→ REQUIRED TASKS
- A) Answer these questions from the curriculum review:
(i) At the end of which modules are the Thinking Tasks found?
(ii) How long was each piece of rope that Henry cut?
(iii) In the extension to Module 2, Investigation 2, to the nearest what unit do students brainstorm situations for writing time?
- B) Transcribe a passage from the curriculum review word for word, starting at "The instructional materials" and ending at "of the mathematics.".
- C) Write the next part of the curriculum review, picking up after its last sentence.

→ EXTRACT TO READ
>>>
The instructional materials for ORIGO Stepping Stones 2.0 Grade 3 meet expectations that the materials are designed so teachers and students spend time working with engaging applications of the mathematics.

Engaging applications include single and multi-step word problems presented in contexts in which the mathematics is applied. There are routine problems, and students also have opportunities to engage with non-routine application problems. Thinking Tasks found at the end of Modules 3, 6, 9, and 12, provide students with problem-solving opportunities that are complex and non-routine with multiple entry points.

Examples of routine application problems include, but are not limited to:

  • In Module 1, Lesson 7, addresses standard 3.OA.3, “Henry cut 5 lengths of rope. Each piece was 4 meters long. What was the total length of rope?".
  • In Module 4, Lesson 6, addresses standard 3.OA.3, “32 chicken nuggets are shared equally among 8 friends. How many nuggets are in each share?”.
  • Maintaining Concepts and Skills includes some application problems and addresses standard 3.OA.8, for example Module 3, Lesson 8, “Samuel’s mom bought 3 tickets for the roller coaster. Tickets are $4 each. What was the total cost?”.
  • In Module 4, Lesson 4, addresses standard 3.OA.8, “Michelle’s grandmother gave her $40 to spend at the county fair. Michelle had 6 rides on the Mega Drop and 4 rides on the Rollercoaster. Rides on the Mega Drop cost $5 each and rides on the Rollercoaster cost $8 each. She also bought lunch for $12 at the end of the day, she has $2 left. How much of her own money did she take to the fair?”.
  • In Module 1, Problem Solving Activity 3, addresses standard 3.OA.3, “Stella has been collecting baseball cards. Every week she doubles the number of baseball cards she has. Stella has 120 cards. How many cards did she have three weeks ago? How many cards will Stella have next week?”.
  • In Module 8, Problem Solving Activity 4 has eight story problems and addresses standard 3.OA.3, “A farmer planted fruit trees in rows of 9. He planted 81 trees in total. How many rows did he plant?”.

Examples of non-routine application problems with connections to real-world contexts include, but are not limited to:

  • In Module 2, Investigation 2, students brainstorm a list of real-life situations where it would be necessary to read and write time to the nearest minute. In the extension, students brainstorm situations where it would be necessary to write time to the nearest second (3.MD.1).
<<<
→ DATA SUPPLIED
>>>
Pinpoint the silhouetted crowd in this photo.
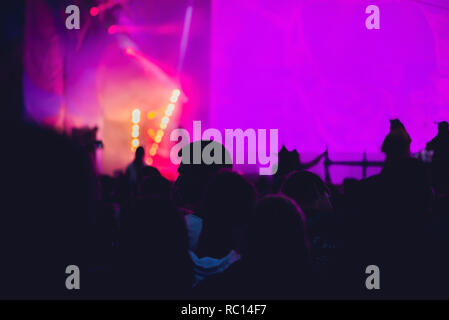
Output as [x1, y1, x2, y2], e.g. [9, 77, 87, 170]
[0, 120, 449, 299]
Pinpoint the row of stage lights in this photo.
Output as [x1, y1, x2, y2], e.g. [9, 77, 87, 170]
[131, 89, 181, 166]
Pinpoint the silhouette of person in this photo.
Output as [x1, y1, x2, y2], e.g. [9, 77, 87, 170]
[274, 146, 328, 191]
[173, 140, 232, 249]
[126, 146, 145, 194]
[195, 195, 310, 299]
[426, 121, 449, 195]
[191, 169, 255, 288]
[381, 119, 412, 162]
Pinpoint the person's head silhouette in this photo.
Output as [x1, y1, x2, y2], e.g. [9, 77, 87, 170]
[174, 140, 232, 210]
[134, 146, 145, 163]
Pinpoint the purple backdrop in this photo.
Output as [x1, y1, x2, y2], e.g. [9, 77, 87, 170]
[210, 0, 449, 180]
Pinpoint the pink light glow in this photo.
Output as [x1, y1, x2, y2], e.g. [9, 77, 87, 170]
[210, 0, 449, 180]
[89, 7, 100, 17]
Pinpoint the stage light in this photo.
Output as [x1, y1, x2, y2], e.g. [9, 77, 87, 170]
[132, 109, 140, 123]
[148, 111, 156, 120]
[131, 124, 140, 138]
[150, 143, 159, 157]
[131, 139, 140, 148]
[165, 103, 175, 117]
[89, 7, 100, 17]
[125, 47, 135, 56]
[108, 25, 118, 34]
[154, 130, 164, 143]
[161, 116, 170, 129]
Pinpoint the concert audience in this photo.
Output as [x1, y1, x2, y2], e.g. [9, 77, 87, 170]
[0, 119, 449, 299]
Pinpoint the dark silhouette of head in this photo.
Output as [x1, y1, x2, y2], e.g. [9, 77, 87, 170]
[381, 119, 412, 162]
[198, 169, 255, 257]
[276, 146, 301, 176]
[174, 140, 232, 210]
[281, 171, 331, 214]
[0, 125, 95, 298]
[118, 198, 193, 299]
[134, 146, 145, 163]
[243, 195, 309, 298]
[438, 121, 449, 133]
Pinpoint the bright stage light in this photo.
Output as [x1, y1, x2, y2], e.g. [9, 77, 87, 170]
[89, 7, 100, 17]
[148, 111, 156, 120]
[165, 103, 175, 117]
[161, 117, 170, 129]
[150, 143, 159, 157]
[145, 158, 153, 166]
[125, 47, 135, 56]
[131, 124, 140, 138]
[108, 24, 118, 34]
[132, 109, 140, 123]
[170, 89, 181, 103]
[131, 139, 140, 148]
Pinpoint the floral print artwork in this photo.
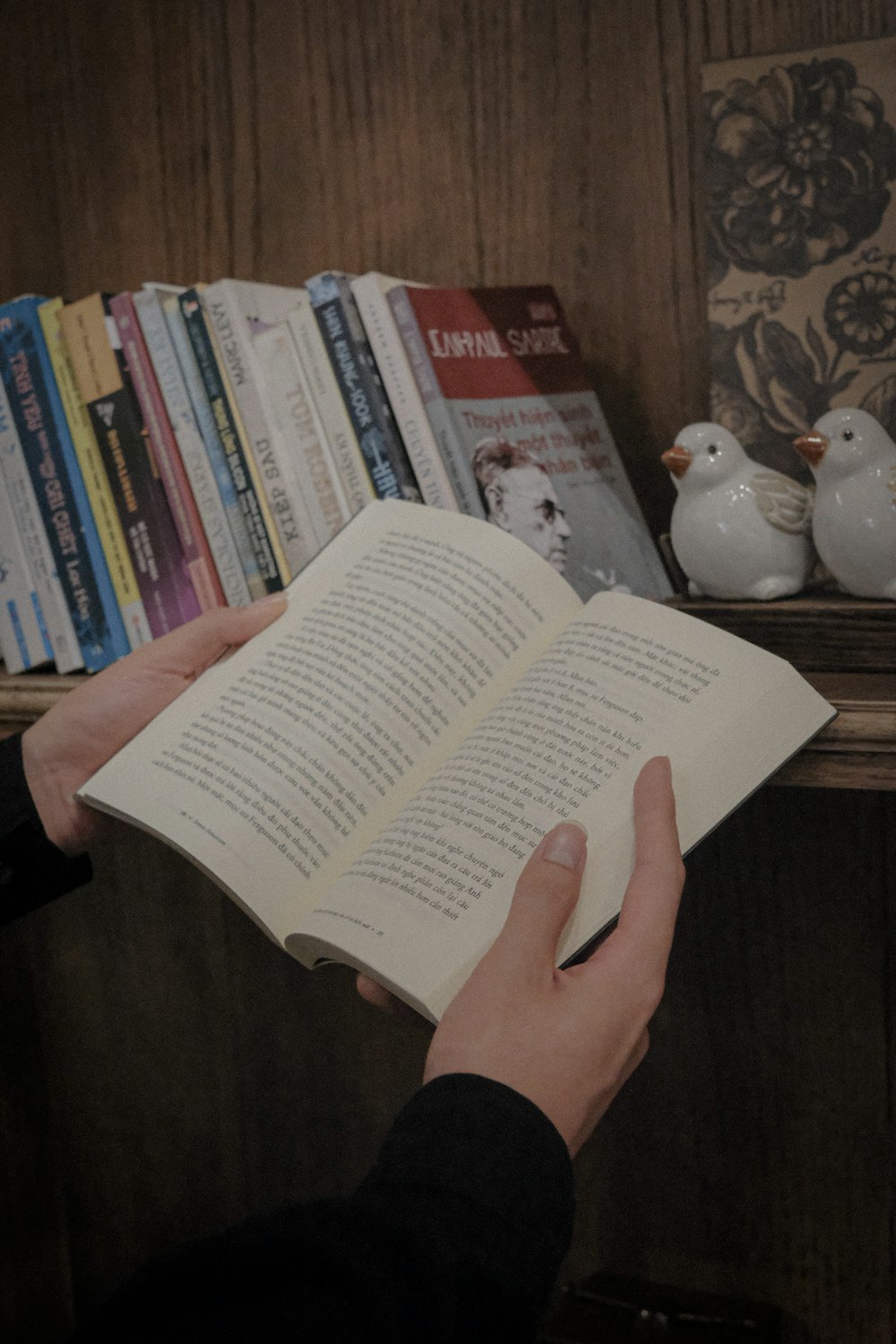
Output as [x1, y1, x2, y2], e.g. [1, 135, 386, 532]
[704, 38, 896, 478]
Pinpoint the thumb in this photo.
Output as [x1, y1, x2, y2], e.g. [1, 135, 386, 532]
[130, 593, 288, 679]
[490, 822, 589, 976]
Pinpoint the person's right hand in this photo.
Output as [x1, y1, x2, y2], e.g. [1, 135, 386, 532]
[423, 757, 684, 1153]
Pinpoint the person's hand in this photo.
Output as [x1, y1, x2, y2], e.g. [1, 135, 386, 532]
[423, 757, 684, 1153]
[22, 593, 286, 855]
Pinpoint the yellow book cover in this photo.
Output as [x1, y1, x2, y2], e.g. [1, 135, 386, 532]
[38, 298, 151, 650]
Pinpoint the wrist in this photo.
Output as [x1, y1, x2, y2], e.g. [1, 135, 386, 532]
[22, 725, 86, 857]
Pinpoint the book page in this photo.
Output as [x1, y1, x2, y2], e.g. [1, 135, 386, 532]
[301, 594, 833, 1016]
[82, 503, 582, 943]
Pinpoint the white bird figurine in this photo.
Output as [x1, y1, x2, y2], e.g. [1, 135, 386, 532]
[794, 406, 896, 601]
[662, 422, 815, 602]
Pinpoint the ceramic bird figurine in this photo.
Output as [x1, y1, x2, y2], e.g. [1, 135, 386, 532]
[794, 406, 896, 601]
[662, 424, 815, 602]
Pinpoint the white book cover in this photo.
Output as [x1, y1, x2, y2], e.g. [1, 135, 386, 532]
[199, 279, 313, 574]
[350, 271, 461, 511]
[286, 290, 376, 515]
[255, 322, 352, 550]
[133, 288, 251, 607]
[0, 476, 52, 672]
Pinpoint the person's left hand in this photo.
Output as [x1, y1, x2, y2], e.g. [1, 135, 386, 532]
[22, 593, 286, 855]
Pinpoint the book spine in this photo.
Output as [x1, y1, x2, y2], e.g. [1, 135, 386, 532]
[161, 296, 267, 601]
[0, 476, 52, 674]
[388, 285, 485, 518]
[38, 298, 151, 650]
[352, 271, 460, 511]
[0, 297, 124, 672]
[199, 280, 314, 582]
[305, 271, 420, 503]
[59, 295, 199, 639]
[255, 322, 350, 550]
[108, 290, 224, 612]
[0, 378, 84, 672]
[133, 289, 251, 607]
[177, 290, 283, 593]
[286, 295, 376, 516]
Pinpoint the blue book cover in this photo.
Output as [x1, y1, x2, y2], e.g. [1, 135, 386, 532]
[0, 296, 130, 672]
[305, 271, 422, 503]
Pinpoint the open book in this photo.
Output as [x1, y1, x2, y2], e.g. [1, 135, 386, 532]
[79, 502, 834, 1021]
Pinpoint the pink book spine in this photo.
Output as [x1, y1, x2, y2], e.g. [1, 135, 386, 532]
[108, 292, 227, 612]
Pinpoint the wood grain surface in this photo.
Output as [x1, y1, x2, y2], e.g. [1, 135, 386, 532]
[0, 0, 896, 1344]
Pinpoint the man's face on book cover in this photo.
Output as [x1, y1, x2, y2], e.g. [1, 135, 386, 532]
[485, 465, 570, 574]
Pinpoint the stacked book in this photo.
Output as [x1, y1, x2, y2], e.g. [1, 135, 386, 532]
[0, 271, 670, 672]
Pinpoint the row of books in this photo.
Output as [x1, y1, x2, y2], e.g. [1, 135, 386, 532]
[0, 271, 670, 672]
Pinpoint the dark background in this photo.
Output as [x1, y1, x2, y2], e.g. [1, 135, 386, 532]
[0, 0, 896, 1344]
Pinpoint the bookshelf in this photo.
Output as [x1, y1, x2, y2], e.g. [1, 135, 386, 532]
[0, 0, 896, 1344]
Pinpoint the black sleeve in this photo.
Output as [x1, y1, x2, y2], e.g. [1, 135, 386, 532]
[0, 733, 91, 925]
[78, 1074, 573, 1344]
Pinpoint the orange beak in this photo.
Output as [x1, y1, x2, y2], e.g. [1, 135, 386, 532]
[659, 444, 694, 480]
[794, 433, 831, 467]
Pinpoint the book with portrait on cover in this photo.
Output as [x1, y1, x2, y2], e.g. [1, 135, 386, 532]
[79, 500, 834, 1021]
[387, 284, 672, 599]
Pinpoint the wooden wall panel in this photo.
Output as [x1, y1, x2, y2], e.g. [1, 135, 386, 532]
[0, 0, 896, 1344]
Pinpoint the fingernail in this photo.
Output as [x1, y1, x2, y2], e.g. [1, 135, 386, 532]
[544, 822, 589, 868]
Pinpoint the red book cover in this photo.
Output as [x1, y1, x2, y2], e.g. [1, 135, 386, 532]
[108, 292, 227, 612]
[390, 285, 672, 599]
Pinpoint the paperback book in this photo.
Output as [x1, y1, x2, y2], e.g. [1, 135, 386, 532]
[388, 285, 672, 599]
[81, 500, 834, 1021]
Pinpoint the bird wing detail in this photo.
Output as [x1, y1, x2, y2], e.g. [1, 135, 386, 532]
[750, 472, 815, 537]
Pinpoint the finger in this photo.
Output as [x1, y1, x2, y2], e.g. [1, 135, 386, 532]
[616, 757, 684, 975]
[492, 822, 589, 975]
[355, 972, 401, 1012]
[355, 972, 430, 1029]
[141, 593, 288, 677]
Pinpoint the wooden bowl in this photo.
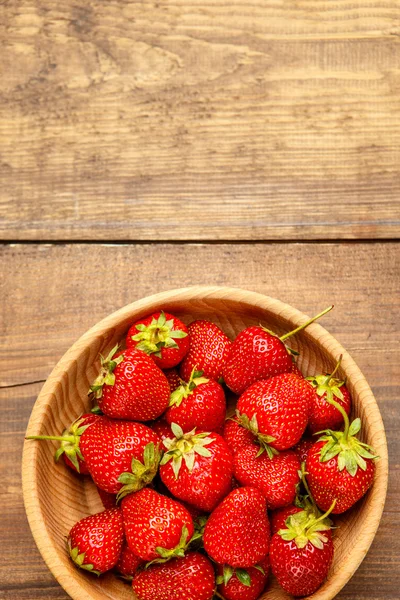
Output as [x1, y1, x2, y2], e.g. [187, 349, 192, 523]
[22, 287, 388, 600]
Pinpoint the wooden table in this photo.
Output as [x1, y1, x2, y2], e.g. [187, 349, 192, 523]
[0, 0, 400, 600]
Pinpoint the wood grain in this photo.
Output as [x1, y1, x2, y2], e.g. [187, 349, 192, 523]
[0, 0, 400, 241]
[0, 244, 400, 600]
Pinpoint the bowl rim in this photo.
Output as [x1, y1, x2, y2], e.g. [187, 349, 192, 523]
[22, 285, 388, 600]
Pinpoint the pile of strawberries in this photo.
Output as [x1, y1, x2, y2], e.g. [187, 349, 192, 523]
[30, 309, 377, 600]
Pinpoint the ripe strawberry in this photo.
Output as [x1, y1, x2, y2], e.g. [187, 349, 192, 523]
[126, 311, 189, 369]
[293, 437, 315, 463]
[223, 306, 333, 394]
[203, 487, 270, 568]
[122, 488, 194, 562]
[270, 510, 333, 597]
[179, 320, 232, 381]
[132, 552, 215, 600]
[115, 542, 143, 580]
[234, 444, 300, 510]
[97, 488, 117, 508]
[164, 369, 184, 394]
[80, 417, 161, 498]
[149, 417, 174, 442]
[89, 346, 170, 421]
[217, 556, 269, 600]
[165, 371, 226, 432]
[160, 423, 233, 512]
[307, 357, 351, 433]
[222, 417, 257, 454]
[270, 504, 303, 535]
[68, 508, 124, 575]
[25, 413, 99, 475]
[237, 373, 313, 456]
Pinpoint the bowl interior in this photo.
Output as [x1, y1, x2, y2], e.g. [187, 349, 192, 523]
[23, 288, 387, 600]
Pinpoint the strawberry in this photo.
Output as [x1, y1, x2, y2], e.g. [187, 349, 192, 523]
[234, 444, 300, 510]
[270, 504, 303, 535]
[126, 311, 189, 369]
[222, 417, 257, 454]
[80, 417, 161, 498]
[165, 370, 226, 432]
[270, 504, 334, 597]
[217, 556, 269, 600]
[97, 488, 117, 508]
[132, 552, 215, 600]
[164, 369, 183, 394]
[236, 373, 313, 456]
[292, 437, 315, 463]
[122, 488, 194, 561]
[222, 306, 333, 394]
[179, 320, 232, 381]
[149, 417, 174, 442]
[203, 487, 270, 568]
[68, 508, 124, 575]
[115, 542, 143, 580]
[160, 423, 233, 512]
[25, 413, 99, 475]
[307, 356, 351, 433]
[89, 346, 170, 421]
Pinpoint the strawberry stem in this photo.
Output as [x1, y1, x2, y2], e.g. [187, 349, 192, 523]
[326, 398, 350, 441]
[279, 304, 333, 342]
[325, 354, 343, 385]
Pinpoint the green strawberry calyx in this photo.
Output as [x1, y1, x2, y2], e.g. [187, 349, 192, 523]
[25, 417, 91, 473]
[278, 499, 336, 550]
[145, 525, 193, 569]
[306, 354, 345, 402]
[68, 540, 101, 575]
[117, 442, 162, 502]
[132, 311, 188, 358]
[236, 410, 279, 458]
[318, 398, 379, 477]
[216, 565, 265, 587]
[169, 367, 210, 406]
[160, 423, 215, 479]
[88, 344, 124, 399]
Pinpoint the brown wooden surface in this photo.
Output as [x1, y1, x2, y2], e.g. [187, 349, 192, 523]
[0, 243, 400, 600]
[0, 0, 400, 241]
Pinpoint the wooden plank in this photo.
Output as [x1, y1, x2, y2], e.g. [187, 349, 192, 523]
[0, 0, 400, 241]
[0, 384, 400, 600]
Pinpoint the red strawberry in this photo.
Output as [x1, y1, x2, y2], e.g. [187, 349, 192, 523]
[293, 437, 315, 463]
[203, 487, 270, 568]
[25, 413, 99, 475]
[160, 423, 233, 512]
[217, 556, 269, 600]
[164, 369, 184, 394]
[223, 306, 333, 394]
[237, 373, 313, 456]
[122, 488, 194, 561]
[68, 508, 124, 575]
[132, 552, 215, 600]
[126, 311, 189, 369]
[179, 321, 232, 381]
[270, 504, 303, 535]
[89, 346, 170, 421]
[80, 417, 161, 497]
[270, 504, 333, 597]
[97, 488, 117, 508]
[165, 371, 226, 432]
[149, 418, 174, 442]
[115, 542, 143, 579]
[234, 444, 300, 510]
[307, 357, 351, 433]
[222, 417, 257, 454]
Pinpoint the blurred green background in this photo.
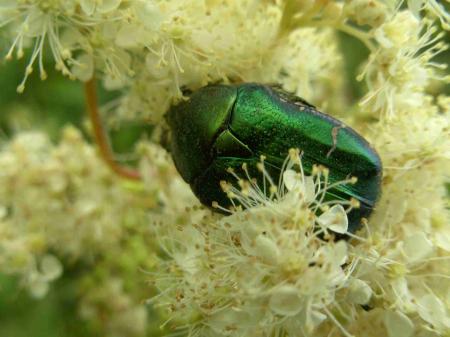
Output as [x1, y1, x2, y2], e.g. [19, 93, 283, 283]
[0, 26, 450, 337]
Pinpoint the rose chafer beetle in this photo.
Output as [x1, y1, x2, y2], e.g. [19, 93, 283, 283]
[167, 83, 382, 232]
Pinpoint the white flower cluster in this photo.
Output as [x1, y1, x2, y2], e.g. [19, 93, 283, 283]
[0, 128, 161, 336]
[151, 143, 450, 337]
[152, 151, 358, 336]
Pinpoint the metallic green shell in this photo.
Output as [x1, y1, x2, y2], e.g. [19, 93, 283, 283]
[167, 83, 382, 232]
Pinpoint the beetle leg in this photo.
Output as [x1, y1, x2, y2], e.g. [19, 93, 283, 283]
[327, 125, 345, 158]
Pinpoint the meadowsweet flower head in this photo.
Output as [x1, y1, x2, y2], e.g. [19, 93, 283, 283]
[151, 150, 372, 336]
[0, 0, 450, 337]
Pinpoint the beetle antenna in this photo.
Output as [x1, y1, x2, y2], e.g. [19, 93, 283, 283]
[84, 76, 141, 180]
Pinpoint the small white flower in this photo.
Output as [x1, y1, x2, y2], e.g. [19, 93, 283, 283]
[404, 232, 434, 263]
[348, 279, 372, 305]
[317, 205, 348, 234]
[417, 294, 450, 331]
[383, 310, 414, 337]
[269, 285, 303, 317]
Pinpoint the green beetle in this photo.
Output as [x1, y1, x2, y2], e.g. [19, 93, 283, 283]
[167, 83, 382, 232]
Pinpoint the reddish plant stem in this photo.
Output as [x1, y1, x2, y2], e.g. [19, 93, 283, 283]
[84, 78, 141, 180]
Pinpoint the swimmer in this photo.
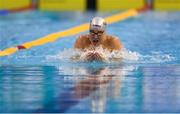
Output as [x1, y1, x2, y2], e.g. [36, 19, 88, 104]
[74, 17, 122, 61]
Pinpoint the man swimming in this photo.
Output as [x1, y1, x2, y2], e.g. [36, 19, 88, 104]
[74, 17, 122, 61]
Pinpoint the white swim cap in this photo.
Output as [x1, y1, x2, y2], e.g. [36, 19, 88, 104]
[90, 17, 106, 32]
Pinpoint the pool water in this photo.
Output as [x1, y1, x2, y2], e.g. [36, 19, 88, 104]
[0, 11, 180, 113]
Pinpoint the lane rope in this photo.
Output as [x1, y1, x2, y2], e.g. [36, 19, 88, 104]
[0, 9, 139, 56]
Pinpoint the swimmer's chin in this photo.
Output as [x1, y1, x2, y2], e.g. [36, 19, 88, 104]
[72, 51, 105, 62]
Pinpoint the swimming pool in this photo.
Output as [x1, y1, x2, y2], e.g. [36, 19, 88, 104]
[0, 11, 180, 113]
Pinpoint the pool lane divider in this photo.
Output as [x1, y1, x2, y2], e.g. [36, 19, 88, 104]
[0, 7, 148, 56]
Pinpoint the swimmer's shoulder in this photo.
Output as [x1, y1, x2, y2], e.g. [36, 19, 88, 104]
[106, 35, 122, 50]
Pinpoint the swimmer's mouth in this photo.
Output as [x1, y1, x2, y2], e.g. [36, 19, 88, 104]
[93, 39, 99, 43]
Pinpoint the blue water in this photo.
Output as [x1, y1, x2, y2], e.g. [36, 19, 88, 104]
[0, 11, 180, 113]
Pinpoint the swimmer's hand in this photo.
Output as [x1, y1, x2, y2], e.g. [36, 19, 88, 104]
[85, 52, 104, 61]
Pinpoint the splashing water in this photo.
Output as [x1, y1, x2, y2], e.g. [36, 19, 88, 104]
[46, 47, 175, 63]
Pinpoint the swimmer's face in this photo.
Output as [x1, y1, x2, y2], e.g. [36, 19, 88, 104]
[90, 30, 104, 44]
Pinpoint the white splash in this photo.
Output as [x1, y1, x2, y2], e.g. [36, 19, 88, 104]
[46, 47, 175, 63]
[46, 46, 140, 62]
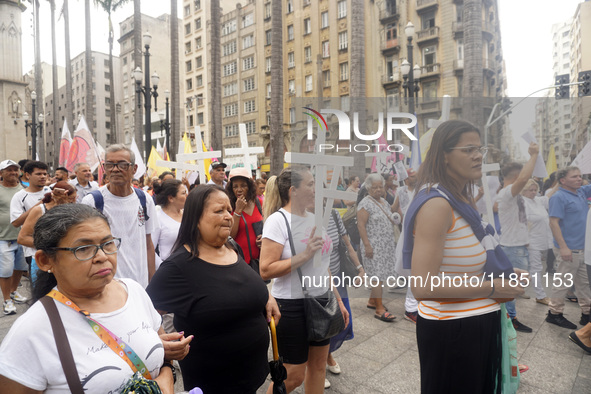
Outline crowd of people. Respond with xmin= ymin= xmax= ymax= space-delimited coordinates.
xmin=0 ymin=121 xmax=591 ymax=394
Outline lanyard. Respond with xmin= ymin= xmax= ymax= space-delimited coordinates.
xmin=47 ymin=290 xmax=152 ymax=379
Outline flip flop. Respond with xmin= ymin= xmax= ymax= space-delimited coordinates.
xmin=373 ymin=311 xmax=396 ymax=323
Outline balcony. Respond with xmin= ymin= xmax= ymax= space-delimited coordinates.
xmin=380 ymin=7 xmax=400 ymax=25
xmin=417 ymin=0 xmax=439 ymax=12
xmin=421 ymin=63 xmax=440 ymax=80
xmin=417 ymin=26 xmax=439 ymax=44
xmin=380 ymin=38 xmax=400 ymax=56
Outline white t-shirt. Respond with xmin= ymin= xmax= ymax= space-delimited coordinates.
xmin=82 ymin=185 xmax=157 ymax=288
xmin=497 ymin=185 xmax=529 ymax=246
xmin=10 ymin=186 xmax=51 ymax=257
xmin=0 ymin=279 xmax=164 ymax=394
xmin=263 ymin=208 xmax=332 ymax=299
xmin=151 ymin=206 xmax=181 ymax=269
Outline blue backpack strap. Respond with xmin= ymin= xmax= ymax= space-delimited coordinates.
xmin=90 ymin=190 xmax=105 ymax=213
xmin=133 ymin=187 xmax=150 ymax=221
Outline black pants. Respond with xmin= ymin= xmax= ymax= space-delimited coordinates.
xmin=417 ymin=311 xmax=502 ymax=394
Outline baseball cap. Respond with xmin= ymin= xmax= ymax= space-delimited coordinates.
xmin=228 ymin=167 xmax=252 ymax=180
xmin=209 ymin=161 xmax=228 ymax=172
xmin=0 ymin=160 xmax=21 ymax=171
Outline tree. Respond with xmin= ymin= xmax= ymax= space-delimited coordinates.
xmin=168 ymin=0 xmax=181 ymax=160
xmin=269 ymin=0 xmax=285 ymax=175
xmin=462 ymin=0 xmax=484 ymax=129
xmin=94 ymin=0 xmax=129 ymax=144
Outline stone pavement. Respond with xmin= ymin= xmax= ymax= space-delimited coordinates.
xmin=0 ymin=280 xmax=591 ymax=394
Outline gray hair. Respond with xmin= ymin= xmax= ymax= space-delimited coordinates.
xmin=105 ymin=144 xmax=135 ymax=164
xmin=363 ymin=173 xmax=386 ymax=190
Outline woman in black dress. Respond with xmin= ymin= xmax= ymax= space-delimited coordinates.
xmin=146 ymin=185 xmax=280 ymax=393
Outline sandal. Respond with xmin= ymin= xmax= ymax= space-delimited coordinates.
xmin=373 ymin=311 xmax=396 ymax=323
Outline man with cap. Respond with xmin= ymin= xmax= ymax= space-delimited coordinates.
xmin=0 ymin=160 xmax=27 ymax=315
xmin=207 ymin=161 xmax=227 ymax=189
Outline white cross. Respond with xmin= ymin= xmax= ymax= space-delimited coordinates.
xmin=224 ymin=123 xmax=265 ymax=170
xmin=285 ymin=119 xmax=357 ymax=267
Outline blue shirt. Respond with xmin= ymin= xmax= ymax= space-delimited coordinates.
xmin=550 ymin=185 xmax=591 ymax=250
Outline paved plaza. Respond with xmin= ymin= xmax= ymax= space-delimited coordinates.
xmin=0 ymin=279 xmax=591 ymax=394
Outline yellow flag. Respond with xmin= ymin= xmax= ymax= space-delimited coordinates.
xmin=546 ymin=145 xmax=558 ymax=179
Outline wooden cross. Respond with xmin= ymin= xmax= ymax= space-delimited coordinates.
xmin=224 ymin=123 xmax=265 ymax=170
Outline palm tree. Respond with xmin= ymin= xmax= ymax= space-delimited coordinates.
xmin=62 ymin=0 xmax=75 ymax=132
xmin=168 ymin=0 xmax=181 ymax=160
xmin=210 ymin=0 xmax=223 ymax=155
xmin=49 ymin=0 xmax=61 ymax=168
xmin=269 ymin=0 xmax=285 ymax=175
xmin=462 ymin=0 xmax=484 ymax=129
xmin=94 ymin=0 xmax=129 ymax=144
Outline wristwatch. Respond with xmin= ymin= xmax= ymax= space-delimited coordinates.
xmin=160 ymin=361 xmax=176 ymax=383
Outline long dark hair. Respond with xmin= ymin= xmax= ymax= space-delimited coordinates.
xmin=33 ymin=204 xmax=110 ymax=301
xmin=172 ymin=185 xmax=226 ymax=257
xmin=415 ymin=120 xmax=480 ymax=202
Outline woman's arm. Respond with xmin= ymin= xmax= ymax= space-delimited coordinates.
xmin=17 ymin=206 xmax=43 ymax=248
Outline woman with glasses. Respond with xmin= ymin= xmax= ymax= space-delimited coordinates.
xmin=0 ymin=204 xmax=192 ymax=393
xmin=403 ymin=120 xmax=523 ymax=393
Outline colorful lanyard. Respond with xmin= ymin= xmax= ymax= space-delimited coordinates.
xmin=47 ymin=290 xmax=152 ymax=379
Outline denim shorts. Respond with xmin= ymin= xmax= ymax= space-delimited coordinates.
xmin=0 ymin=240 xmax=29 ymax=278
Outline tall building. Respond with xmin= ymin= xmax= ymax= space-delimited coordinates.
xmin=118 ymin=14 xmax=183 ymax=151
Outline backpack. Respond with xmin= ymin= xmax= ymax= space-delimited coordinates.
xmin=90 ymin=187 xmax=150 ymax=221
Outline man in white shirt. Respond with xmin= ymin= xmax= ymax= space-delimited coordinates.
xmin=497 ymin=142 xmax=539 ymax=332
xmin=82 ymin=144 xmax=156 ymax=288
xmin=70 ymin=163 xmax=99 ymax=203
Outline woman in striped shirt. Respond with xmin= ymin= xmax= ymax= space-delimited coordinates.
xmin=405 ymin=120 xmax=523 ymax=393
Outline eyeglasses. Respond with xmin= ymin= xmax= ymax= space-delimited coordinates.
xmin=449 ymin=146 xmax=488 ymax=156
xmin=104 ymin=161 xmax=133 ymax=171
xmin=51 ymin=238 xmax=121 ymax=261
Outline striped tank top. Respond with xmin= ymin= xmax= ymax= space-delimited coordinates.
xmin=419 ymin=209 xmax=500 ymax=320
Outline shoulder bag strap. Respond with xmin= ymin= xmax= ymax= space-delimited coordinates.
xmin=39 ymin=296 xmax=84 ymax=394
<<<
→ OUTPUTS BY TASK
- A)
(i) Modules 3, 6, 9, and 12
(ii) 4 meters
(iii) The nearest second

- B)
The instructional materials for ORIGO Stepping Stones 2.0 Grade 3 meet expectations that the materials are designed so teachers and students spend time working with engaging applications of the mathematics.

- C)
  • In Module 3, Thinking Task, Question 2 states, “A class of Grade 3 students is raising money for a field trip. They decide to run a car wash as a fundraiser. Customers can decide between three different types of car washes (A chart with car wash prices is provided). At the end of the carwash, the Premium Wash option raised $90. The Quick Wash option raised the same amount. How many cars were washed with the Quick Wash option?”
  • In Module 6, Thinking Task, Question 1 states, “This year, the PTA raised $300 to plant a school garden. The PTA president announces that this year they raised $124 more dollars than last year. How much money did they raise last year.”
  • In Module 9, Thinking Task, Question 1 provides a diagram of where students and families will sit during a choir performance in the gym. Questions include, “How many students will fit in each full row of the risers? What is the greatest number of students who can stand on all the risers to perform all at once?”
  • In Module 12, the Thinking Task states, “Mrs Chopra’s Grade 3 class has been asked to hang their drawings on a folding display board, the board has four rectangular panels, each panel is 3 feet x 6 feet, drawings can be posted on the front and the back of each panel, all the drawings were made on rectangular paper in three different sizes.” A table of drawing sizes is provided with the following information: 32 small 1 x 1, 16 medium 1 x 2, 8 large 2 x 2. Question 1: “What is the area of each panel?” Students must use the information from the table to answer the question. Question 2 states, “Write an expression that shows how to find the total area for the front and the back panels of the display board."

Indicator 2d

Balance: The three aspects of rigor are not always treated together and are not always treated separately. There is a balance of the 3 aspects of rigor within the grade.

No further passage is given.